▶ Texto extraído:
---------------

DOS PERSONAS LEYENDO UN LIBRO EN EL CAMPUS DEL MILAN. OVIEDO

DOS PERSONAS LEYENDO UN LIBRO EN EL CAMPUS DEL MILAN. OVIEDO / LUISMA MURIAS

Luis Muñiz

Luis Muñiz

Llevo casualmente leyendo poesía rusa cerca de seis meses. ¿Casualmente? ¿Inducido por las circunstancias? Si fuera por lo segundo, podría acusárseme de connivencia con el enemigo, o bien de afanarme por conocerlo más. "Vamos a ver qué tal lo hacen los poetas de este país que acaba de invadir Ucrania", pude haberme dicho. O, si no, puede que haya querido adelantarme a una caza de brujas, zampándome en medio año desde Pushkin hasta Brodsky, antes de que un woke aliado se imponga y prohíba leer, incluso, a los poetas asesinados por el genio tutelar de Putin. Quizá, sí. Pero no. Todo ha sido por culpa de una frase de Osip Mandelstam que no recordaba verbatim y tampoco conseguía localizar en ningún libro. La frase, citada por Jesús García Gabaldón en el prólogo a su traducción de "Coloquio sobre Dante. La cuarta prosa" (Visor 1996), dos ensayos del poeta ruso, está dirigida a su esposa, Nadezhda Mandelstam, y dice así: "De qué te quejas, este es el único país que respeta la poesía: mata por ella. En ningún otro lugar ocurre eso". ¿Hará falta recordar que Osip Mandelstam murió en 1938 en un campo de concentración de tránsito, cerca de Vladivostok, cuando iba camino de su deportación en el infierno de Kolimá? Era su segunda condena; la primera, en 1934, la motivó la escritura de un poema contra Stalin que empieza: "Vivimos sin sentir el país bajo nuestros pies, / nuestras voces a diez pasos no se oyen. / Y cuando osamos hablar a medias, / al montañés del Kremlin siempre evocamos". ¿Hará falta aclarar quién es "el montañés del Kremlin"? Recuerdo el final del epigrama: "Y cada ejecución es una dicha / para el recio pecho del oseta". El oseta, claro, es Iósif Stalin, "el montañés del Kremlin". Donde ahora vive Putin, que no es un campesino, sino un urbanita. Por eso sus métodos de infligir dolor y muerte son más sofisticados.

Matar por la poesía: la frase parece una contradicción en los términos; significaría: matar por la vida, morir por la vida (si se es la víctima); y las dos cosas, matar y morir, por "respeto" a la vida, a la poesía. No cabe mayor elogio, una vez entendido el sarcasmo de Mandelstam, para una actividad que consiste en elevar y proyectar la voz en completa libertad, y que comporta, como vemos, más riesgos de los que parece. Sobre todo porque para sufrirlos no hace falta vivir bajo el yugo estalinista o putinista; en el caso de la poesía, la experiencia de la muerte, o de cierta muerte –muerte del ánimo, de las esperanzas de renovación–, se manifiesta siempre con la llegada del último verso, después del cual, decía Brodsky, "no hay nada salvo la crítica literaria". Por eso, proseguía, "cuando leemos a un poeta, participamos en su muerte o en la muerte de sus obras". Por eso, "escribir poesía es ejercitarse en morir".

---------------

Descripciones de regiones en lenguaje natural

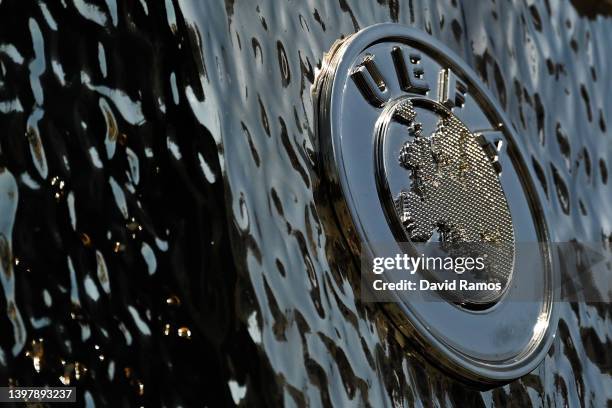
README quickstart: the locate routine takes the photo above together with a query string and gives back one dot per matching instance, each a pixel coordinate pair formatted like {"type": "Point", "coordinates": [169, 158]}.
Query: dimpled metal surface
{"type": "Point", "coordinates": [454, 193]}
{"type": "Point", "coordinates": [209, 104]}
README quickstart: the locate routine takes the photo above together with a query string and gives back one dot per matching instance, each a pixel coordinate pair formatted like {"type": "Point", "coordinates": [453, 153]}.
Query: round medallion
{"type": "Point", "coordinates": [418, 155]}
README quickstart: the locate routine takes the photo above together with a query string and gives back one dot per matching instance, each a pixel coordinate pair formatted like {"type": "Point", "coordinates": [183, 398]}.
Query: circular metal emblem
{"type": "Point", "coordinates": [417, 151]}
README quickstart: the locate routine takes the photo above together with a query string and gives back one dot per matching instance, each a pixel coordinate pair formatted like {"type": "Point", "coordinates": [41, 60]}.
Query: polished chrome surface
{"type": "Point", "coordinates": [383, 119]}
{"type": "Point", "coordinates": [197, 118]}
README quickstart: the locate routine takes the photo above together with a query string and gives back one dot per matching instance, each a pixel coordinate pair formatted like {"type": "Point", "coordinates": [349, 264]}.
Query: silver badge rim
{"type": "Point", "coordinates": [328, 92]}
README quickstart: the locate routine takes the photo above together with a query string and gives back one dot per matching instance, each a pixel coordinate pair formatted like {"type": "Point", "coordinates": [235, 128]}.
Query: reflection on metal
{"type": "Point", "coordinates": [413, 148]}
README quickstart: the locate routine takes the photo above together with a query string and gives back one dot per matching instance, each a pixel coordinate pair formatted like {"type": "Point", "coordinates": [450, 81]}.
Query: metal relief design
{"type": "Point", "coordinates": [416, 151]}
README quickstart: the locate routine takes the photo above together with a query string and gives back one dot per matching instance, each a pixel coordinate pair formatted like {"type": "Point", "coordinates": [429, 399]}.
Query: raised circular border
{"type": "Point", "coordinates": [326, 96]}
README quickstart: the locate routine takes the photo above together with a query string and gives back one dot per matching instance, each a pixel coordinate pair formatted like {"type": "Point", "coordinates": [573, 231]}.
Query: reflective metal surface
{"type": "Point", "coordinates": [457, 194]}
{"type": "Point", "coordinates": [196, 120]}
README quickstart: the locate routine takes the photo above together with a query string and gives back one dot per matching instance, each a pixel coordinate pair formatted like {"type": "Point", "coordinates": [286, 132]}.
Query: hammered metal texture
{"type": "Point", "coordinates": [195, 119]}
{"type": "Point", "coordinates": [455, 195]}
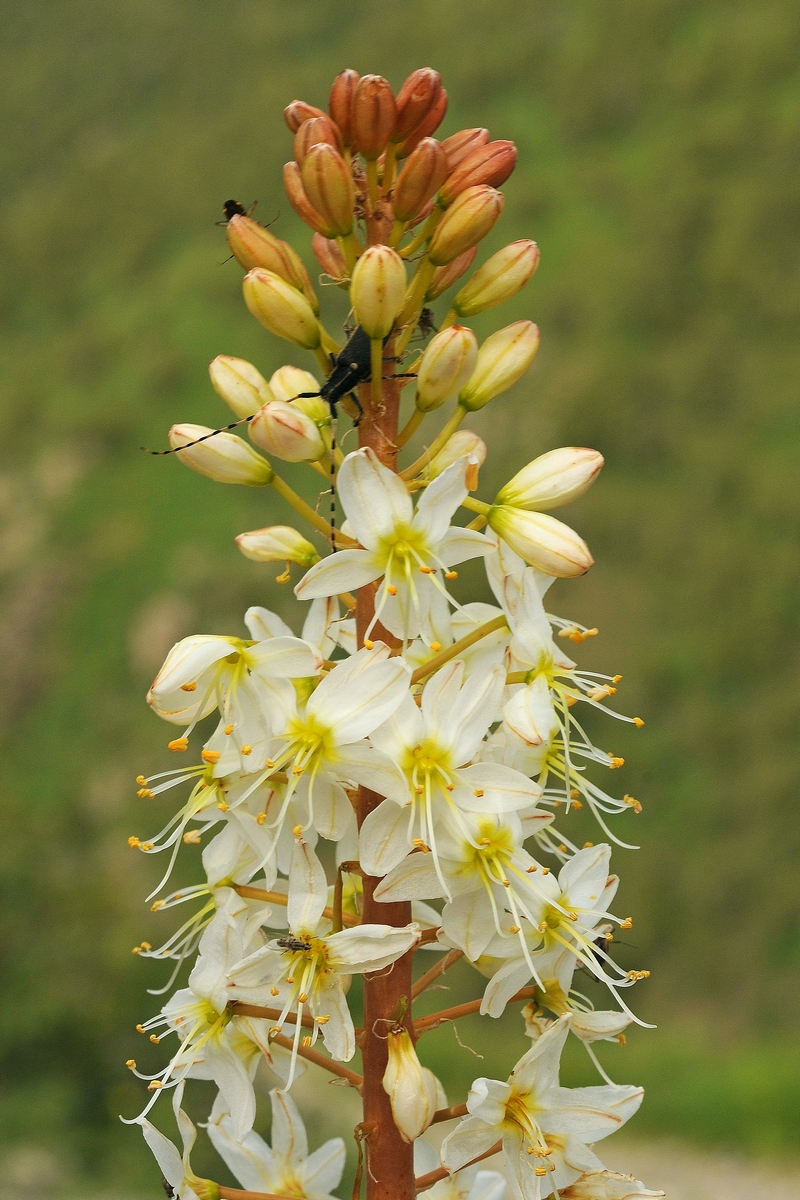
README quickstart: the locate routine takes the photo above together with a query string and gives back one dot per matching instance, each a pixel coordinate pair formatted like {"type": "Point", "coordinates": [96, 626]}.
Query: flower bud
{"type": "Point", "coordinates": [499, 279]}
{"type": "Point", "coordinates": [378, 289]}
{"type": "Point", "coordinates": [410, 1086]}
{"type": "Point", "coordinates": [298, 112]}
{"type": "Point", "coordinates": [330, 257]}
{"type": "Point", "coordinates": [488, 165]}
{"type": "Point", "coordinates": [446, 365]}
{"type": "Point", "coordinates": [464, 223]}
{"type": "Point", "coordinates": [374, 114]}
{"type": "Point", "coordinates": [281, 309]}
{"type": "Point", "coordinates": [415, 100]}
{"type": "Point", "coordinates": [277, 544]}
{"type": "Point", "coordinates": [328, 184]}
{"type": "Point", "coordinates": [461, 145]}
{"type": "Point", "coordinates": [501, 360]}
{"type": "Point", "coordinates": [312, 132]}
{"type": "Point", "coordinates": [242, 388]}
{"type": "Point", "coordinates": [555, 478]}
{"type": "Point", "coordinates": [541, 540]}
{"type": "Point", "coordinates": [420, 179]}
{"type": "Point", "coordinates": [445, 276]}
{"type": "Point", "coordinates": [286, 432]}
{"type": "Point", "coordinates": [288, 382]}
{"type": "Point", "coordinates": [340, 103]}
{"type": "Point", "coordinates": [224, 457]}
{"type": "Point", "coordinates": [463, 442]}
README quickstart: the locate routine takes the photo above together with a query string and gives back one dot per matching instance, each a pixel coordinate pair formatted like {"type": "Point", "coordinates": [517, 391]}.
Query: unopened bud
{"type": "Point", "coordinates": [464, 223]}
{"type": "Point", "coordinates": [410, 1087]}
{"type": "Point", "coordinates": [378, 289]}
{"type": "Point", "coordinates": [445, 276]}
{"type": "Point", "coordinates": [328, 184]}
{"type": "Point", "coordinates": [277, 544]}
{"type": "Point", "coordinates": [340, 103]}
{"type": "Point", "coordinates": [463, 442]}
{"type": "Point", "coordinates": [281, 309]}
{"type": "Point", "coordinates": [330, 257]}
{"type": "Point", "coordinates": [420, 179]}
{"type": "Point", "coordinates": [491, 163]}
{"type": "Point", "coordinates": [541, 540]}
{"type": "Point", "coordinates": [223, 457]}
{"type": "Point", "coordinates": [286, 432]}
{"type": "Point", "coordinates": [298, 112]}
{"type": "Point", "coordinates": [499, 279]}
{"type": "Point", "coordinates": [447, 363]}
{"type": "Point", "coordinates": [374, 114]}
{"type": "Point", "coordinates": [501, 360]}
{"type": "Point", "coordinates": [461, 145]}
{"type": "Point", "coordinates": [240, 384]}
{"type": "Point", "coordinates": [288, 382]}
{"type": "Point", "coordinates": [555, 478]}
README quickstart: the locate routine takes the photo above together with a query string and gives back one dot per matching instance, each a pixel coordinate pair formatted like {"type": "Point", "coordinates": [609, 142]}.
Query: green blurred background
{"type": "Point", "coordinates": [660, 174]}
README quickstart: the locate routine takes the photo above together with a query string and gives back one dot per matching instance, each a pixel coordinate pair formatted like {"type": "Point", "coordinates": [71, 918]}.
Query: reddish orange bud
{"type": "Point", "coordinates": [459, 145]}
{"type": "Point", "coordinates": [311, 133]}
{"type": "Point", "coordinates": [298, 112]}
{"type": "Point", "coordinates": [328, 184]}
{"type": "Point", "coordinates": [415, 100]}
{"type": "Point", "coordinates": [488, 165]}
{"type": "Point", "coordinates": [445, 276]}
{"type": "Point", "coordinates": [330, 257]}
{"type": "Point", "coordinates": [420, 179]}
{"type": "Point", "coordinates": [428, 125]}
{"type": "Point", "coordinates": [340, 103]}
{"type": "Point", "coordinates": [469, 219]}
{"type": "Point", "coordinates": [374, 114]}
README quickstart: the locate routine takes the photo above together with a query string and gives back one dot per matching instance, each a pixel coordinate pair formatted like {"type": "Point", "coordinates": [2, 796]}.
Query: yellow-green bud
{"type": "Point", "coordinates": [446, 365]}
{"type": "Point", "coordinates": [378, 289]}
{"type": "Point", "coordinates": [499, 279]}
{"type": "Point", "coordinates": [468, 219]}
{"type": "Point", "coordinates": [224, 457]}
{"type": "Point", "coordinates": [553, 479]}
{"type": "Point", "coordinates": [281, 309]}
{"type": "Point", "coordinates": [240, 384]}
{"type": "Point", "coordinates": [501, 360]}
{"type": "Point", "coordinates": [277, 544]}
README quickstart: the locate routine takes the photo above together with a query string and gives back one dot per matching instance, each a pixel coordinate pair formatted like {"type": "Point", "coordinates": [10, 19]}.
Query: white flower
{"type": "Point", "coordinates": [286, 1168]}
{"type": "Point", "coordinates": [404, 546]}
{"type": "Point", "coordinates": [543, 1127]}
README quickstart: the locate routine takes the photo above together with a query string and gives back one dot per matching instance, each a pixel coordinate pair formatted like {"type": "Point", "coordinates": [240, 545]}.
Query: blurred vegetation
{"type": "Point", "coordinates": [660, 174]}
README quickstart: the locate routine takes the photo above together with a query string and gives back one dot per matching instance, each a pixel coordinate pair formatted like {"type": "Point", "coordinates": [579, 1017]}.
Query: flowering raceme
{"type": "Point", "coordinates": [400, 786]}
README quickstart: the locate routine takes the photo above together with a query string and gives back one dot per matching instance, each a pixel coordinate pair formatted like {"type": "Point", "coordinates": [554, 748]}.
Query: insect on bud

---------------

▶ Tarea a realizar: Escribe cómo sigue el texto sobre la poesía rusa y la frase de Mandelstam, a partir de su última oración.

▶ Respuesta:
Pero no seamos tan negativos; que no nos paralice ni nos ciegue la luz de los comentarios lúcidos; pues además de una petite mort, la lectura de poesía puede ser (es) un alto en el camino, una parada productiva en la imposible e infecunda aceleración de nuestros tiempos. (Posible en tanto que la sufrimos; imposible porque, de seguir su curso hasta el final, nos aniquilará.) Medio país está enfermo y el otro medio se debate entre la postración y el insulto, y tras la pandemia, ya sabemos por qué el reposo que recetaba Pascal es inalcanzable: no en razón de nuestra naturaleza agitada, sino porque el deseo loable se ha trocado en deseo condenable. Nos condenamos por no hacer nada; buscar la perturbación, mantenernos en alerta permanente, adscritos o conectados de continuo, en modo trabajo, es hoy el género de vida de casi todos. Por eso ante el consumo frenético de productos audiovisuales, ante la ansiedad por la falta de tiempo para atender y digerir, siquiera, la oferta de entretenimiento (la mediática incluida), les propongo la lectura de un poema al día; si se hace bien, con eso bastaría. Concéntrense en esas líneas. Léanlas una y otra vez, despacio y, a ser posible, sin ruido alrededor. Háganlo hasta que resuenen dentro de su cabeza. Hasta que sean música. Hasta que sean no reales, sino realidad. ¿La misma realidad que hay fuera? La misma, pero reanimada por su subjetividad. Y no detenida, girando más despacio.